After a short rest in the shady café while drinking campari and orange, I checked out some of the higher passages of the castle, following my instinct until I had reached an odd room near the very top which appeared like a small prison, but from which one could glimpse a lovely view of the ocean and in the far distance, Capri. After further exploration and meeting up with the rest of Marty’s students, the three of us left the castle, eating a lunch of pesce grilia (calamari, octopus, white fish, with grilled onions, zucchinis, etc) in a small restaurant at the base of Castello Argonese.

For a while I walked the streets of Ponte Ischia before meeting up again with the Nakells and the two students who had come with us, our group taking a small boat across the bay to Coco Beach, where Marty merrily swam and snorkeled out and around three large rocks jutting from the ocean floor. I managed a few side-strokes and dog-paddled close in where my feet could still touch bottom. But even here the sea floor was unpredictable, as I cut my thigh upon a rock—a long gash which the salty sea quickly healed.

Later in the afternoon we walked up to the tower above the beach which, I was told, had once served as Michaelangelo’s studio. There we met a taxi which whisked us back to our Forio-based hotel.

At nine that evening we met up with our hotelier, Maria, who had invited us and several of her favorite German regulars to the Botanical Gardens for a musical concert.

The gardens were stunningly beautiful, but the amphitheatre lies far up the mountain which requires trailing up hundreds of steps. I could hear a couple of elderly German ladies huffing and puffing behind us, we huffing and puffing ahead. Fortunately it was cool, and every once in a while, we briefly stopped to look at the evening lights of Forio spread out below. The city lay behind the stage so that both “performances” were simultaneously visible.

Data extract =>
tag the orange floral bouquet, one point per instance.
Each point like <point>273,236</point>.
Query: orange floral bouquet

Task requirements =>
1. In the travel account, what was the tower above Coco Beach said to have once been?
2. Reproduce the part of the travel account starting at "After a short" and ending at "of Castello Argonese.".

Solutions to each task =>
1. Michaelangelo’s studio.

2.
After a short rest in the shady café while drinking campari and orange, I checked out some of the higher passages of the castle, following my instinct until I had reached an odd room near the very top which appeared like a small prison, but from which one could glimpse a lovely view of the ocean and in the far distance, Capri. After further exploration and meeting up with the rest of Marty’s students, the three of us left the castle, eating a lunch of pesce grilia (calamari, octopus, white fish, with grilled onions, zucchinis, etc) in a small restaurant at the base of Castello Argonese.